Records
════

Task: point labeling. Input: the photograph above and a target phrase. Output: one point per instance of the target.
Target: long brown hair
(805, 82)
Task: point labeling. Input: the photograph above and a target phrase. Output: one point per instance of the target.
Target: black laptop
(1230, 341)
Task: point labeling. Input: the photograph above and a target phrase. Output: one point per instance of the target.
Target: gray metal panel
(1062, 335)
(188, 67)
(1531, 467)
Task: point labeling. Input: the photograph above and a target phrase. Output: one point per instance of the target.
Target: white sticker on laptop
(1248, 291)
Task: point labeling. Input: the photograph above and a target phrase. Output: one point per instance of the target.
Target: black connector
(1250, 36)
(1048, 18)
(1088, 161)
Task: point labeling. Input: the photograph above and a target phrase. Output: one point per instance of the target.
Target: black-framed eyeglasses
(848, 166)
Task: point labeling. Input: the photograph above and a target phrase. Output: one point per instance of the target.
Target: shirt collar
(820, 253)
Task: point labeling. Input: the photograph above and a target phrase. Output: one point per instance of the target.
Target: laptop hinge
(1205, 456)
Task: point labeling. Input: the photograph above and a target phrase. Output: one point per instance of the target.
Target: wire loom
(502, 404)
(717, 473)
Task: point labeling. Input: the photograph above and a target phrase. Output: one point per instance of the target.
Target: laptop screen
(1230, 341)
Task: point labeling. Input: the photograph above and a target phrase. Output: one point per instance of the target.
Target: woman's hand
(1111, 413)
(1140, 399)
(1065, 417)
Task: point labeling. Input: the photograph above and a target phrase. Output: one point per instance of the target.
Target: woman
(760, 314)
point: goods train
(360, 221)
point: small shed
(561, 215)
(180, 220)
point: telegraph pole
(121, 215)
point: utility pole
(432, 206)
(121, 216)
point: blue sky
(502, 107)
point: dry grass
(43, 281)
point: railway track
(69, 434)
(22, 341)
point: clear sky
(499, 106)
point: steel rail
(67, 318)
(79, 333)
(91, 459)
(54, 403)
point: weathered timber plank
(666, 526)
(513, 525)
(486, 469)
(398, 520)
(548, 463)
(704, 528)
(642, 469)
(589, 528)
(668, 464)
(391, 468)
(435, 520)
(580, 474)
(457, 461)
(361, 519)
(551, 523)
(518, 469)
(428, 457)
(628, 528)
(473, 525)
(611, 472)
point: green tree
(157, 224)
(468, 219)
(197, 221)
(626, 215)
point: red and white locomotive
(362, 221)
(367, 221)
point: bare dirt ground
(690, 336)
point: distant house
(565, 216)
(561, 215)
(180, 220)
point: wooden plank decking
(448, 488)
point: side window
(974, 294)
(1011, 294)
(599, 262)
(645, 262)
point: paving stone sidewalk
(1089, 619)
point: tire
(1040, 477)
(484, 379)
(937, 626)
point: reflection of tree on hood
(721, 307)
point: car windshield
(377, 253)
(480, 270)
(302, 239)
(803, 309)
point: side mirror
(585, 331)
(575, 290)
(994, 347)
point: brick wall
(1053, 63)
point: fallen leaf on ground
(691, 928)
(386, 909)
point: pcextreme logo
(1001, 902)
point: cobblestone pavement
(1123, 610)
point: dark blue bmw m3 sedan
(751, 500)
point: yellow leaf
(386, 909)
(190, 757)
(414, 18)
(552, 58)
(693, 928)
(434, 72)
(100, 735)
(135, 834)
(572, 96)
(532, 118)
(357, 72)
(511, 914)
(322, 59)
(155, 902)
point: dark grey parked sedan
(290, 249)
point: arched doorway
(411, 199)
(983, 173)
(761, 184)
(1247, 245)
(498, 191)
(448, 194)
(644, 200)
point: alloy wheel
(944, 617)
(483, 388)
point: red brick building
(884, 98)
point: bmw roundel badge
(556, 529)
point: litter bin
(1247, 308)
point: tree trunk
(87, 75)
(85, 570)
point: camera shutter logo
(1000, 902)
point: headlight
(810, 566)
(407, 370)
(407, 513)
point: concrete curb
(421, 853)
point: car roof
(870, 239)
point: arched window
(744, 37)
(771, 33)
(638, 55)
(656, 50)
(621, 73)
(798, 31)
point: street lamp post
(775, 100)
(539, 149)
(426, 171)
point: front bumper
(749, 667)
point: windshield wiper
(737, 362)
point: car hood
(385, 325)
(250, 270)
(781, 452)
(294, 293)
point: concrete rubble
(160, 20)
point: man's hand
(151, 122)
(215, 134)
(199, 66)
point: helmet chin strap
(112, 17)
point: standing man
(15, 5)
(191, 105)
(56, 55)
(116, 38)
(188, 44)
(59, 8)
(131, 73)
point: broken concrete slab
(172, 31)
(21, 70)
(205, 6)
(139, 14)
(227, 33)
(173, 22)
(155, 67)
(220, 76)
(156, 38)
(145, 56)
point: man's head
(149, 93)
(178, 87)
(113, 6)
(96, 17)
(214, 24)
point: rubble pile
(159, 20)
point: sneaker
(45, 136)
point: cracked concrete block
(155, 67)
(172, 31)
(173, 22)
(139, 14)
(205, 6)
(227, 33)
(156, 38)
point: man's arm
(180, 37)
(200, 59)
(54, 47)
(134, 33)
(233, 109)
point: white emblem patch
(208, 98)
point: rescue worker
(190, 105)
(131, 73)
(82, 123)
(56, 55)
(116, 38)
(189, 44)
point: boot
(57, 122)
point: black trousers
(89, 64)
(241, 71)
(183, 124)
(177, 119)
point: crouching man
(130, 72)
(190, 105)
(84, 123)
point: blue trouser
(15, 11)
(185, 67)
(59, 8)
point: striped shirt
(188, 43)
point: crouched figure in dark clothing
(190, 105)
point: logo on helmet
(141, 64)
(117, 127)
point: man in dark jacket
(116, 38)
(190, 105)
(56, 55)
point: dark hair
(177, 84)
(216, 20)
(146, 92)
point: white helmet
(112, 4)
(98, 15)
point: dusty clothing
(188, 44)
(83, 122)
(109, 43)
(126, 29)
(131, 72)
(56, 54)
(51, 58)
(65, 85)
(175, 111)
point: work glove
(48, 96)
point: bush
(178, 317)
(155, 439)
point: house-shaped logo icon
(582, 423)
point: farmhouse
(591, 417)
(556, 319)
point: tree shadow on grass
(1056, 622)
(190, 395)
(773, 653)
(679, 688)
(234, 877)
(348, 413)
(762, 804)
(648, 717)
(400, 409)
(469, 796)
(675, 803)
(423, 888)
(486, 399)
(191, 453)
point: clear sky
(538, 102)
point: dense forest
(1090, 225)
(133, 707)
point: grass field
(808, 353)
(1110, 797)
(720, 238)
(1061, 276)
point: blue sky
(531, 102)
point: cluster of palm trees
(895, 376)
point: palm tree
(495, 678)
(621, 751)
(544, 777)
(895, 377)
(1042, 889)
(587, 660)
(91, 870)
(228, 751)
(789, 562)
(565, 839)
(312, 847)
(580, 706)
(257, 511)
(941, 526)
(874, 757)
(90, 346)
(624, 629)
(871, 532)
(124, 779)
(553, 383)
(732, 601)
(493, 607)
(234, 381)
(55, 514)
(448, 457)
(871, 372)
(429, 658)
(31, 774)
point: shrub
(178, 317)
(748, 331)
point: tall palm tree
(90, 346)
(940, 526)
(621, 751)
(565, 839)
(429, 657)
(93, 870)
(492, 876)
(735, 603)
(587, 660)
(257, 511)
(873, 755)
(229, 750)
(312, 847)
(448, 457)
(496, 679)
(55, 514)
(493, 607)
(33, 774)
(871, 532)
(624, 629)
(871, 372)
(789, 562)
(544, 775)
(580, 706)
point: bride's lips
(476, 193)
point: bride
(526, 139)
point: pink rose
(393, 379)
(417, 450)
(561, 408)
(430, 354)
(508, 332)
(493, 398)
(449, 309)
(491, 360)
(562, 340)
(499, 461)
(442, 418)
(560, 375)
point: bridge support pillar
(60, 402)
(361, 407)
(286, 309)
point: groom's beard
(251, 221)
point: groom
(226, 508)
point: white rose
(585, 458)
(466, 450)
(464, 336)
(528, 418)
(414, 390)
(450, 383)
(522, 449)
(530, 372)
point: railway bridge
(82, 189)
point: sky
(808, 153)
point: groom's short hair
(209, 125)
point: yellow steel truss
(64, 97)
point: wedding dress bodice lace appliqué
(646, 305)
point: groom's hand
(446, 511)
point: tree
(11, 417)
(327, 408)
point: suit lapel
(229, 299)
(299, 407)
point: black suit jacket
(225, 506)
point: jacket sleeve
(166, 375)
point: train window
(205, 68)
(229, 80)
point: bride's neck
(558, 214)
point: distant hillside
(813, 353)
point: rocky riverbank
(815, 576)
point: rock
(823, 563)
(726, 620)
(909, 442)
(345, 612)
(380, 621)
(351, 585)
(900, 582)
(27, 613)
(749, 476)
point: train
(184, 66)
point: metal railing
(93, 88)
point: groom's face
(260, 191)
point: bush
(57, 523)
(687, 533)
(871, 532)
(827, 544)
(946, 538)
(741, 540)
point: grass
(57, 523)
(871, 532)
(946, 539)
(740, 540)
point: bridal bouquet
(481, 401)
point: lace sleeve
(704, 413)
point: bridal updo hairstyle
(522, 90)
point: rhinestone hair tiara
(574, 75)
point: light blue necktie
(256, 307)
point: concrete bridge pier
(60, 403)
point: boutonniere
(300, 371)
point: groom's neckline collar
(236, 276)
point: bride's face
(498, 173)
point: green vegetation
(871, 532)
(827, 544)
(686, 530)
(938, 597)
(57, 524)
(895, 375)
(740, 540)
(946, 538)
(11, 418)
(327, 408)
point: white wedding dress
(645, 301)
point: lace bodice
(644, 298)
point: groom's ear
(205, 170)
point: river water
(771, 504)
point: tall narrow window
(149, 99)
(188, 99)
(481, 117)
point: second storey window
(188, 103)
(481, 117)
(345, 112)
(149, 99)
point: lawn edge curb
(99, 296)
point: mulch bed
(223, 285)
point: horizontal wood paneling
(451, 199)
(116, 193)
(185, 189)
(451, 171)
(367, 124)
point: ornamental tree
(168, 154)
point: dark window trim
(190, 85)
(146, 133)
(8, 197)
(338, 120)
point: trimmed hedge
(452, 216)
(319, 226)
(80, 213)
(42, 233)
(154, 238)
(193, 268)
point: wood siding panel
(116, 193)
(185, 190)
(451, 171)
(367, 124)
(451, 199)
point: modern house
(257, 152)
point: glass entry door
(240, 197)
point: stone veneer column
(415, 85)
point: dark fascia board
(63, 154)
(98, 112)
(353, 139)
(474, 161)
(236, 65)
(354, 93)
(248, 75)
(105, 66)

════

Please reproduce, word for word, every line above from the one containing "point: lace sleeve" down to the last line of the records, including both ends.

point: lace sleeve
(704, 413)
point: bridal updo hairstyle
(522, 90)
point: rhinestone hair tiara
(574, 75)
point: light blue necktie
(256, 307)
point: concrete bridge pier
(60, 403)
point: boutonniere
(300, 371)
point: groom's neckline collar
(236, 276)
point: bride's face
(498, 173)
point: green vegetation
(871, 532)
(827, 544)
(686, 530)
(938, 597)
(57, 524)
(895, 375)
(740, 540)
(946, 538)
(11, 418)
(327, 408)
point: white wedding dress
(645, 301)
point: lace bodice
(644, 298)
point: groom's ear
(205, 170)
point: river water
(771, 504)
point: tall narrow window
(149, 99)
(188, 99)
(481, 117)
point: second storey window
(188, 103)
(481, 117)
(345, 112)
(149, 99)
point: lawn edge curb
(99, 296)
point: mulch bed
(223, 285)
point: horizontal wood paneling
(451, 199)
(116, 193)
(185, 189)
(451, 171)
(367, 124)
point: ornamental tree
(168, 154)
point: dark window trim
(190, 85)
(146, 133)
(8, 197)
(338, 120)
point: trimmed hedge
(452, 216)
(319, 226)
(80, 213)
(42, 233)
(154, 238)
(193, 268)
point: wood siding panel
(116, 193)
(185, 190)
(451, 171)
(367, 124)
(451, 199)
point: modern house
(257, 152)
point: glass entry door
(240, 197)
point: stone veneer column
(415, 85)
point: dark fascia board
(63, 154)
(98, 112)
(353, 139)
(474, 161)
(236, 65)
(354, 93)
(248, 75)
(105, 66)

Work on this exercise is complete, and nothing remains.